> [RECORDS SUPPLIED]
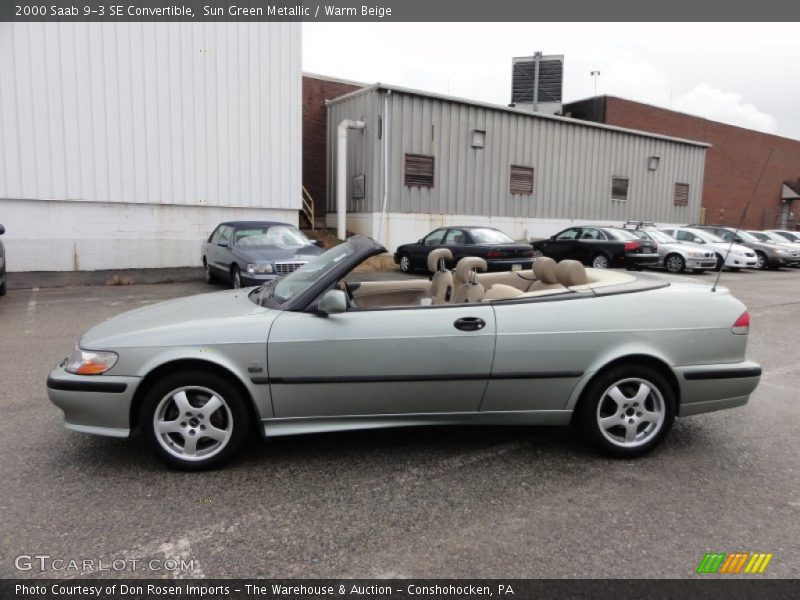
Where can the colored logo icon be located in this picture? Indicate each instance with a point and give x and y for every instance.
(734, 563)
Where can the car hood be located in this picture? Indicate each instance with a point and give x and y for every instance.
(277, 252)
(171, 322)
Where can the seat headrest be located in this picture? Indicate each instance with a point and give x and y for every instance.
(571, 272)
(436, 256)
(544, 269)
(466, 265)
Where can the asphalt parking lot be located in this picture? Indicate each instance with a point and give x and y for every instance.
(462, 502)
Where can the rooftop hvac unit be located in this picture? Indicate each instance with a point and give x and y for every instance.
(537, 82)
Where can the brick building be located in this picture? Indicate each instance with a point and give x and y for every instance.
(316, 90)
(733, 162)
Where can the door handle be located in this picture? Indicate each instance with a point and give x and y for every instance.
(469, 324)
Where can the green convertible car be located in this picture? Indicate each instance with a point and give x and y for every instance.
(620, 355)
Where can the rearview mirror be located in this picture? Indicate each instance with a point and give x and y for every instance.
(332, 302)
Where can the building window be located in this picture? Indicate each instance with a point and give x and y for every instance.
(521, 180)
(619, 188)
(418, 170)
(681, 194)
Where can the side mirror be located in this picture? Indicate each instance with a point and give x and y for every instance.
(332, 302)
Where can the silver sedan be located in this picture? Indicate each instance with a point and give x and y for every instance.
(619, 354)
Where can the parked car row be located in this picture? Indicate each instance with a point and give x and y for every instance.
(245, 253)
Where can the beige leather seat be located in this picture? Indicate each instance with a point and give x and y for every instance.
(570, 273)
(466, 288)
(544, 269)
(442, 280)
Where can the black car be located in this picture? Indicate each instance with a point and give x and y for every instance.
(499, 250)
(599, 247)
(252, 252)
(2, 265)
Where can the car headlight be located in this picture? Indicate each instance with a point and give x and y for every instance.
(90, 362)
(251, 268)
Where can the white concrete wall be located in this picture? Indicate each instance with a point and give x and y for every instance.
(404, 228)
(56, 235)
(123, 144)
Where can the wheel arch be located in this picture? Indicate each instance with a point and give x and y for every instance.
(175, 365)
(648, 359)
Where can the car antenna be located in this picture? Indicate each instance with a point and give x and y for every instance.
(741, 219)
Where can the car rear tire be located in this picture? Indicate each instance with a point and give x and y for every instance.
(627, 410)
(236, 277)
(405, 263)
(207, 274)
(674, 263)
(194, 420)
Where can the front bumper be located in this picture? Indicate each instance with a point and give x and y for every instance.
(701, 263)
(98, 404)
(706, 388)
(506, 264)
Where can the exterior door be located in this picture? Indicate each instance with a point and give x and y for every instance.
(388, 361)
(563, 245)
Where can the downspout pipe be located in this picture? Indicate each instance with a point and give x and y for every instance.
(341, 174)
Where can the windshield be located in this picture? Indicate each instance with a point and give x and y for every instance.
(660, 237)
(297, 282)
(705, 235)
(276, 235)
(490, 236)
(747, 237)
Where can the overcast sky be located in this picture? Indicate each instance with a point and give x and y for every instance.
(744, 74)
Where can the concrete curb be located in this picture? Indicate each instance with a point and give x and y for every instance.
(53, 279)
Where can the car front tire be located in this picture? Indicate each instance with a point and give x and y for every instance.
(674, 263)
(600, 261)
(627, 411)
(194, 420)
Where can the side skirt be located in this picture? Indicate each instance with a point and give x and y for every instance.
(301, 425)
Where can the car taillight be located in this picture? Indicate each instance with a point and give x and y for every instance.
(742, 324)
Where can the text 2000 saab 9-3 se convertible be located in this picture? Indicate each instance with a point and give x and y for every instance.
(619, 354)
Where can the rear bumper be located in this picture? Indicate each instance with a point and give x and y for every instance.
(93, 404)
(706, 388)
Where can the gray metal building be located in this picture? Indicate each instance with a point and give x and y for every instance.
(424, 160)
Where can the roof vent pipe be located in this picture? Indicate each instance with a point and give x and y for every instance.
(341, 174)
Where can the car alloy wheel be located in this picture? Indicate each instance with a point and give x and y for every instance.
(193, 423)
(631, 412)
(405, 263)
(675, 263)
(194, 420)
(236, 278)
(627, 410)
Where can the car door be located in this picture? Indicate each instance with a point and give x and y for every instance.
(562, 245)
(459, 242)
(381, 362)
(419, 252)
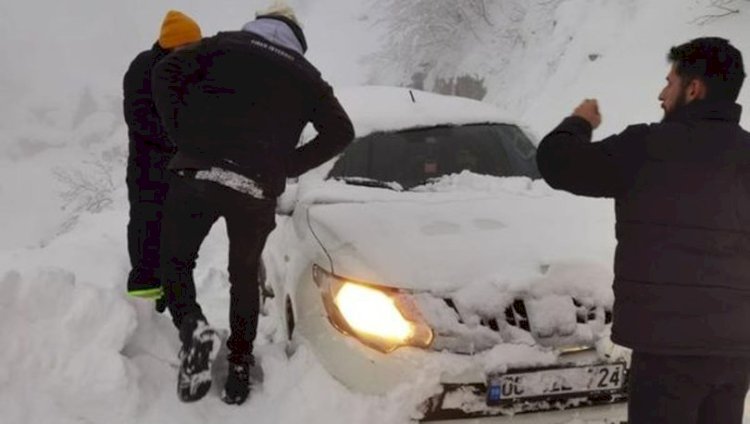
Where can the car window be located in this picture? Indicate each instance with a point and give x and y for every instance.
(414, 156)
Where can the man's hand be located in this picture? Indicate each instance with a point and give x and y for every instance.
(589, 110)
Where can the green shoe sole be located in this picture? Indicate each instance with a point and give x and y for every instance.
(155, 293)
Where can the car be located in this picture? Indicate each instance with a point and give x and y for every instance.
(429, 253)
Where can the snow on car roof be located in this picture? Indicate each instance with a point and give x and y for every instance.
(379, 108)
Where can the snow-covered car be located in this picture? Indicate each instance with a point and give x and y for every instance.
(429, 254)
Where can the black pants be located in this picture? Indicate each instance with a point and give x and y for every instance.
(667, 389)
(192, 208)
(148, 183)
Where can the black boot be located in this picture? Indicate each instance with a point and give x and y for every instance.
(237, 387)
(200, 346)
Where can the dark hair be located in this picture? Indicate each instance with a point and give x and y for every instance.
(715, 62)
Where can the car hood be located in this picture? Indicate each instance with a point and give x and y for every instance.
(513, 233)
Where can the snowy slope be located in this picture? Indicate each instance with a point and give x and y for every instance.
(74, 348)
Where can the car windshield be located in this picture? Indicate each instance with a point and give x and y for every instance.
(413, 157)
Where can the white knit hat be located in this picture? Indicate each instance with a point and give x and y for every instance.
(279, 8)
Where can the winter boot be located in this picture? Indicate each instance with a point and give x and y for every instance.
(201, 344)
(237, 387)
(144, 285)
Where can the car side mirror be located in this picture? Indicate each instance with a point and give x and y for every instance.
(287, 201)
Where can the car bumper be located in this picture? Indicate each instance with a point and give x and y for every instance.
(368, 371)
(606, 414)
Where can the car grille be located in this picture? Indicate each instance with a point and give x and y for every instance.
(471, 333)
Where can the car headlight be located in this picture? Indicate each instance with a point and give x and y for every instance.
(380, 317)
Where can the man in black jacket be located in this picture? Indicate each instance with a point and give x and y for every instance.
(149, 153)
(682, 264)
(236, 105)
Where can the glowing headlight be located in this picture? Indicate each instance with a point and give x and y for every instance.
(379, 317)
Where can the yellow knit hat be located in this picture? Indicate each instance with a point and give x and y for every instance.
(178, 29)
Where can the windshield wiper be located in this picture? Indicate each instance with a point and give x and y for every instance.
(370, 182)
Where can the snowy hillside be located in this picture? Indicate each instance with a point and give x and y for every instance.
(76, 349)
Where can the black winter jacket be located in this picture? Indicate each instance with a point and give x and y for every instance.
(145, 129)
(682, 203)
(239, 102)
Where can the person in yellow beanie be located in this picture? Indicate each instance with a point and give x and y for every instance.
(150, 150)
(178, 30)
(236, 105)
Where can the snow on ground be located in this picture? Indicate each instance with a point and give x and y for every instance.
(75, 348)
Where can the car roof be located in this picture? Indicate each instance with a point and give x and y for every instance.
(384, 109)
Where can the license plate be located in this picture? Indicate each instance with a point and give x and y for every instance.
(556, 382)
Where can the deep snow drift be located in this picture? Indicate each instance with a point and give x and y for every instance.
(75, 349)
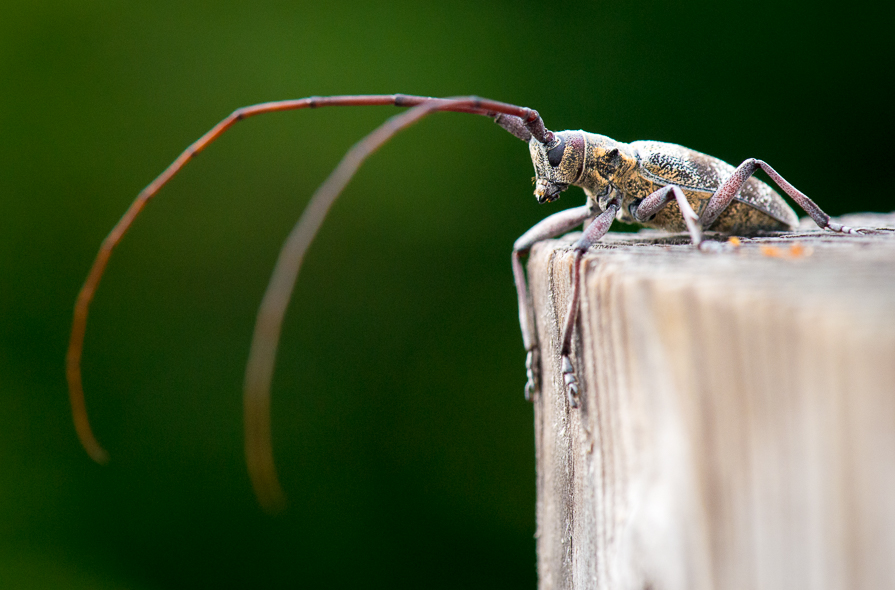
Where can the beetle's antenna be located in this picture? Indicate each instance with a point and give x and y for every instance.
(264, 344)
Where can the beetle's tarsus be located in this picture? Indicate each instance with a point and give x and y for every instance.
(715, 247)
(570, 381)
(531, 371)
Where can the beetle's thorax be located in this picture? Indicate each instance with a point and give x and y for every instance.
(594, 162)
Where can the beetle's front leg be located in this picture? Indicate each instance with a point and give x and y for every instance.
(725, 194)
(556, 224)
(596, 230)
(657, 200)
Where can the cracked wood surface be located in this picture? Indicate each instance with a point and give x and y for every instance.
(737, 419)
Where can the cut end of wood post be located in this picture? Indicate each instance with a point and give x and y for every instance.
(736, 419)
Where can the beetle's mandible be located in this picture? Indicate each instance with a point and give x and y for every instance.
(656, 184)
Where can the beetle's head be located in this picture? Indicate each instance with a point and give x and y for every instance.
(558, 164)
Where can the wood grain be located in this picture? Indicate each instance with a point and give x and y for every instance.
(737, 419)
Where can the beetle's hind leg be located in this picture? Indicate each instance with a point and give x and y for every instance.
(725, 194)
(556, 224)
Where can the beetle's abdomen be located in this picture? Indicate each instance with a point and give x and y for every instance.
(756, 207)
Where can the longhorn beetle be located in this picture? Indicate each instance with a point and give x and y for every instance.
(655, 184)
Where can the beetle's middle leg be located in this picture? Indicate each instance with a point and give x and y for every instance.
(556, 224)
(725, 194)
(653, 203)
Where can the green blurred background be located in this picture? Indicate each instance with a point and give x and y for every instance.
(399, 426)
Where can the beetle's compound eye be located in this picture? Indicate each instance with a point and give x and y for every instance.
(555, 152)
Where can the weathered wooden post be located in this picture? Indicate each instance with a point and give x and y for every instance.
(737, 420)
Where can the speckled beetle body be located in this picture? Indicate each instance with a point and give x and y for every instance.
(605, 169)
(656, 184)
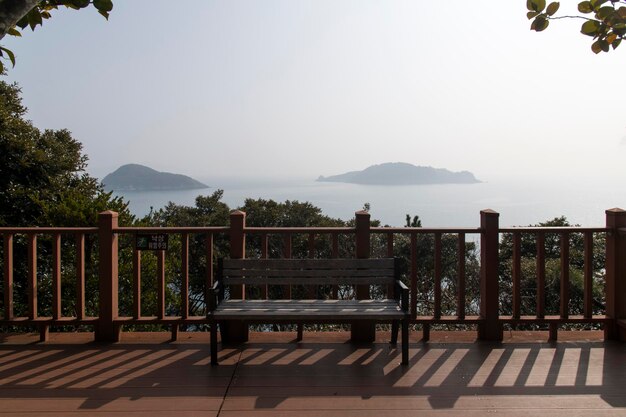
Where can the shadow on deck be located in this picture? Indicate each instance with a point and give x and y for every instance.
(323, 375)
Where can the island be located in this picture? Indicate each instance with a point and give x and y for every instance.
(135, 177)
(401, 173)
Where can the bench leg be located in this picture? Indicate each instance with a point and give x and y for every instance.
(405, 342)
(214, 343)
(394, 332)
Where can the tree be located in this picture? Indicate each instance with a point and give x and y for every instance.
(21, 14)
(607, 26)
(42, 174)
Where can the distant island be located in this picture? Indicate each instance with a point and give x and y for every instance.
(135, 177)
(400, 173)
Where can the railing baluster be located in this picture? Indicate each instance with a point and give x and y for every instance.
(335, 254)
(311, 289)
(564, 275)
(311, 245)
(8, 276)
(32, 276)
(437, 307)
(390, 288)
(517, 274)
(56, 276)
(160, 283)
(136, 283)
(413, 275)
(588, 275)
(184, 302)
(287, 254)
(209, 263)
(80, 276)
(264, 255)
(461, 278)
(541, 275)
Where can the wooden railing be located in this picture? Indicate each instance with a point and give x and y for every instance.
(362, 241)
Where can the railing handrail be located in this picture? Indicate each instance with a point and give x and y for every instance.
(553, 229)
(173, 230)
(47, 230)
(425, 230)
(490, 319)
(317, 230)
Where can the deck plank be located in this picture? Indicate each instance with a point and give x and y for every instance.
(452, 375)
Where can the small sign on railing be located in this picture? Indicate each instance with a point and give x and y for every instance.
(152, 241)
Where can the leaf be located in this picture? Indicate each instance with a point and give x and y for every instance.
(597, 3)
(596, 48)
(103, 5)
(14, 32)
(539, 24)
(531, 15)
(611, 38)
(604, 45)
(34, 19)
(538, 5)
(9, 54)
(553, 8)
(585, 7)
(78, 4)
(22, 23)
(605, 12)
(590, 27)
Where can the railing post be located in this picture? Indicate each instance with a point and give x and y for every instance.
(615, 274)
(490, 327)
(106, 330)
(233, 331)
(363, 331)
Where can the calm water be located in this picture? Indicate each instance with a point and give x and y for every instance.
(519, 202)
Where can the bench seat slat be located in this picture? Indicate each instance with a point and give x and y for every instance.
(308, 280)
(383, 263)
(291, 272)
(313, 310)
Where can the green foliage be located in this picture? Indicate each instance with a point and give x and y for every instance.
(42, 11)
(607, 26)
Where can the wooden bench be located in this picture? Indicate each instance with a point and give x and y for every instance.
(310, 272)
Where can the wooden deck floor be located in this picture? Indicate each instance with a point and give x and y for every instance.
(144, 375)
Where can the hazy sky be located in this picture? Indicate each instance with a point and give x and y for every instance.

> [WRITTEN PROBLEM]
Please copy the items starting at the line containing "Where can the wooden bench" and ending at the last line of the items, replacing "Indicate" with "Mark" and changing nothing else.

> [SOLUTION]
Where can the wooden bench be located in this picture? Mark each instance with a point and give x and y for every instance.
(310, 272)
Where can the wooden deck floor be located in this picture? Mark each instance with a point and give x and y for every instance.
(144, 375)
Where can the hazy sky be located in this picture? Mark each instance with a point and give x and y for every instance.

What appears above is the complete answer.